[A run of listings]
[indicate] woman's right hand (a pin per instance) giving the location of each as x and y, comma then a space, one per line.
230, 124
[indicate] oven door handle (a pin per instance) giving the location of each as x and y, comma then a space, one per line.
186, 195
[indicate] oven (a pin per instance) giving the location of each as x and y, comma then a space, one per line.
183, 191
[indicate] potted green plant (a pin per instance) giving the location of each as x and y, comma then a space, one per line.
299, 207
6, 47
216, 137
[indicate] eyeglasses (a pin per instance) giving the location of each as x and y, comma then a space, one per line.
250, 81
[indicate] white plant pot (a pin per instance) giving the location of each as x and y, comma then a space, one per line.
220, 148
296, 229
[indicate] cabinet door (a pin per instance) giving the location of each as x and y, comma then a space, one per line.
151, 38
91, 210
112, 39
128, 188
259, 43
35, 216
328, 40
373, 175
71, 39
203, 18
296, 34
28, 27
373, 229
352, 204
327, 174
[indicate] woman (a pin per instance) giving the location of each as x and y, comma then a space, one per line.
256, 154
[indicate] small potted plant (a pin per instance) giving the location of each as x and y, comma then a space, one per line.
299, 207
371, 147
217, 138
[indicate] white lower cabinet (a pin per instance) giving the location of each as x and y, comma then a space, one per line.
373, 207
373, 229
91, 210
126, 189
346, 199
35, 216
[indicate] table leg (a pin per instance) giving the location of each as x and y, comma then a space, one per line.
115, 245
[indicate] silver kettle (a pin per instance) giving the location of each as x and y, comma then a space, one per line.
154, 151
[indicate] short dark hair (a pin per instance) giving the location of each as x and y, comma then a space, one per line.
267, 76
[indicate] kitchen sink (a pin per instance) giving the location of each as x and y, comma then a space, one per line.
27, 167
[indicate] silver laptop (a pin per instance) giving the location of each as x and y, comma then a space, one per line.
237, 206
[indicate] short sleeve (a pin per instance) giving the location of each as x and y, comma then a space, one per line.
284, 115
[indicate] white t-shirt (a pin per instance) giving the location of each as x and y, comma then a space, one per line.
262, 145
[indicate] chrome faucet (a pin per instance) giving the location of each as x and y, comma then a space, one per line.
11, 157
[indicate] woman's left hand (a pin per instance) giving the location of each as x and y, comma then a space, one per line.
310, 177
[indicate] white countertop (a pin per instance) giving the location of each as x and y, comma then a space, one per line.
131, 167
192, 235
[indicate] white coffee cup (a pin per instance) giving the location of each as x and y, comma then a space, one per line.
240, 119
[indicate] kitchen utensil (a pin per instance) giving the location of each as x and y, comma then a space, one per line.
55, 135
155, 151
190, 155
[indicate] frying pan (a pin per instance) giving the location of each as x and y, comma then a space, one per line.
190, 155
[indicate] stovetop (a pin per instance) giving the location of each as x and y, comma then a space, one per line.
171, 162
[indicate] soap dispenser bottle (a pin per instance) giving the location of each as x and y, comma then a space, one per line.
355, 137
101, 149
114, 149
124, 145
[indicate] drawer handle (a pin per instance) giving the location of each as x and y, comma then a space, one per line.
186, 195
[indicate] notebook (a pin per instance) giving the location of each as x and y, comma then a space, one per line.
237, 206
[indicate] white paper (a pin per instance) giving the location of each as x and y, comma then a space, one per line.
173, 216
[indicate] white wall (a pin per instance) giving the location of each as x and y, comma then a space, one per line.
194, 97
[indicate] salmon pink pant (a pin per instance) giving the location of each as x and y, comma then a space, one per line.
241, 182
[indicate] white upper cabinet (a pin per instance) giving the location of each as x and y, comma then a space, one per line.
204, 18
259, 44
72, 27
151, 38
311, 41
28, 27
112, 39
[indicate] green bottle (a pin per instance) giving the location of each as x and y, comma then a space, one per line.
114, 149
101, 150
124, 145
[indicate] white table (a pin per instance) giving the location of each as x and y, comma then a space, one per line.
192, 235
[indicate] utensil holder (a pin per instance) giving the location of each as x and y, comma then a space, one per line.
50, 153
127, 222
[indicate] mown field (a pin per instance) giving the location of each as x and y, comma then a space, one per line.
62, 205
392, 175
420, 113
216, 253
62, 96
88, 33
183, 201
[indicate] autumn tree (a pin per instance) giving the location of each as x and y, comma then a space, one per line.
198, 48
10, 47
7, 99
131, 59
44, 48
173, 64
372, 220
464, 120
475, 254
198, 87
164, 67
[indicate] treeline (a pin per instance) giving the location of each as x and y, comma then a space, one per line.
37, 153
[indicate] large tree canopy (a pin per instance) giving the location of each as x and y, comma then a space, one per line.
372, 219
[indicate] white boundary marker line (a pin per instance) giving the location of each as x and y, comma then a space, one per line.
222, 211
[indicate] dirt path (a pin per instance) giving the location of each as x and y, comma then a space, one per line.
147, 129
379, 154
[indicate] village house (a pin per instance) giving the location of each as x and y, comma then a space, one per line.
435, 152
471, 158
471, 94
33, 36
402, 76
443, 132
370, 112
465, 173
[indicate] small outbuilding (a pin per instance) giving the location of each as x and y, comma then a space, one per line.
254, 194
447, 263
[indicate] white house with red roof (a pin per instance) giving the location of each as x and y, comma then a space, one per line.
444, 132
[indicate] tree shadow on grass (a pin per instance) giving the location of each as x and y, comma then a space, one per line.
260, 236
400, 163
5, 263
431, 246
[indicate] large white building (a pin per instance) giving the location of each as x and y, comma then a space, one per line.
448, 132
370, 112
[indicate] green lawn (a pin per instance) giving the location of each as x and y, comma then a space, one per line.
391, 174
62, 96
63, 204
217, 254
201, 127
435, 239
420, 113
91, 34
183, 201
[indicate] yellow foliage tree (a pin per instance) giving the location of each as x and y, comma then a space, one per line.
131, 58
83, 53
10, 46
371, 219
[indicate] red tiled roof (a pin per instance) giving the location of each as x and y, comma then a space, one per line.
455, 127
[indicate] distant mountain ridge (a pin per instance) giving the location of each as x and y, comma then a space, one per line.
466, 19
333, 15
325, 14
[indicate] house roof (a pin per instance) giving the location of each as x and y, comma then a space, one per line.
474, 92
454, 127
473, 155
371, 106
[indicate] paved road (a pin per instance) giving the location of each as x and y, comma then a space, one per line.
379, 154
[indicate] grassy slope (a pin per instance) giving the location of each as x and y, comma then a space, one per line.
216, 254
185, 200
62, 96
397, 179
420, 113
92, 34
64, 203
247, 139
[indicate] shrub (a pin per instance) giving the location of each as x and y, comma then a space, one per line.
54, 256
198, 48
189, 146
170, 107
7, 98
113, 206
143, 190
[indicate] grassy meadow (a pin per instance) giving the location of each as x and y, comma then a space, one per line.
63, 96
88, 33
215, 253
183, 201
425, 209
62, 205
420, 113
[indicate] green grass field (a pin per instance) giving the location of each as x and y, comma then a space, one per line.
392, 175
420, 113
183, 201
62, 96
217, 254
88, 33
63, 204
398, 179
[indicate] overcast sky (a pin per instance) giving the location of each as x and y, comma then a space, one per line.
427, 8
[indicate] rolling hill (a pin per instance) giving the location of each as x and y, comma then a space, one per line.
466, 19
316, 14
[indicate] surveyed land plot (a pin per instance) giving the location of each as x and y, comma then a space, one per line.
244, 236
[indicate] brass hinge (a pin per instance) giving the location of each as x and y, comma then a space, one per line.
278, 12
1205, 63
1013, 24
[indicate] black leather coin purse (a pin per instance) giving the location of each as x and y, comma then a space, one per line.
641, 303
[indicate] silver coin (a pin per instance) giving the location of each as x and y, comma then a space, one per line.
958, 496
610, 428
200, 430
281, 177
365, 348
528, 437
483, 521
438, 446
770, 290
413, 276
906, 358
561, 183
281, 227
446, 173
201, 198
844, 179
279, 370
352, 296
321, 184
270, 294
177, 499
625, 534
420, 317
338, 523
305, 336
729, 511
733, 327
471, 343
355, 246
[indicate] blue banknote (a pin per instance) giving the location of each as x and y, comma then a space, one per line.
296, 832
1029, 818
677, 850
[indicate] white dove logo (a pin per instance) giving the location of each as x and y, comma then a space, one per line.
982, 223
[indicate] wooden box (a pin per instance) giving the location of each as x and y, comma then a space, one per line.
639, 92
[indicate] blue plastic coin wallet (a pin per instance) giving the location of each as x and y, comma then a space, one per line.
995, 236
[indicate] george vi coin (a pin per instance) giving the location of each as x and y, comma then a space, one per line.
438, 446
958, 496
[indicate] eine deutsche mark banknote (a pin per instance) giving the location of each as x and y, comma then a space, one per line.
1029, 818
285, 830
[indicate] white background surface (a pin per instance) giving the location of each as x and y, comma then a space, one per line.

- _Exercise directions_: Lay out the listing as a JSON list of strings, starting at the line that contains "[indicate] overcast sky" and going through the end. Use one string per line and leave out blank lines.

- _Reply_:
[
  "[indicate] overcast sky (a pin per instance) giving the location of each as x and y, comma then a space, one per line.",
  "427, 8",
  "[indicate] rolling hill (a pin per instance) giving the location of each as x and y, comma then a space, one per line.",
  "466, 19",
  "316, 14",
  "[indicate] surveyed land plot (a pin per instance) giving the location of each as x and y, comma then a space, one per line.",
  "244, 236",
  "[indicate] brass hinge (a pin per instance) giving the location of each as x and y, comma then a space, one per line.",
  "278, 12",
  "1205, 63",
  "1013, 24",
  "[indicate] black leather coin purse (a pin per instance) giving the location of each as x and y, comma then a space, one per line.",
  "641, 303",
  "[indicate] silver coin (a pin per instance) giving the location of each as x and y, comma then a space, one per line.",
  "958, 496",
  "610, 428",
  "200, 430",
  "281, 177",
  "365, 348",
  "528, 437",
  "483, 521",
  "438, 446",
  "770, 290",
  "413, 276",
  "906, 358",
  "561, 183",
  "281, 227",
  "446, 173",
  "201, 198",
  "844, 179",
  "279, 370",
  "352, 296",
  "321, 184",
  "270, 294",
  "177, 499",
  "625, 534",
  "420, 317",
  "338, 523",
  "305, 336",
  "729, 511",
  "733, 327",
  "471, 343",
  "355, 246",
  "[indicate] blue banknote (a pin per instance) giving the location of each as x and y, comma then a space, one per line.",
  "296, 832",
  "1029, 818",
  "677, 850",
  "[indicate] white dove logo (a pin per instance) giving the location of each as x and y, comma then a space, one per line.",
  "982, 223",
  "[indicate] wooden box (a pin per instance) giving the location of each as x and y, comma then a space, one per line.",
  "639, 92",
  "[indicate] blue plastic coin wallet (a pin per instance) giving the location of each as x and y, comma then a space, one per line.",
  "995, 236",
  "[indicate] george vi coin (a pin per instance) giving the location of each as x and y, comma then a space, one per line.",
  "438, 446",
  "958, 496",
  "[indicate] eine deutsche mark banknote (a pin per instance) giving the location of each as x and y, comma then a space, one per line.",
  "1029, 818",
  "285, 830",
  "[indicate] white background surface (a pin per instance) giving the location of each as x and y, comma then a space, one per line."
]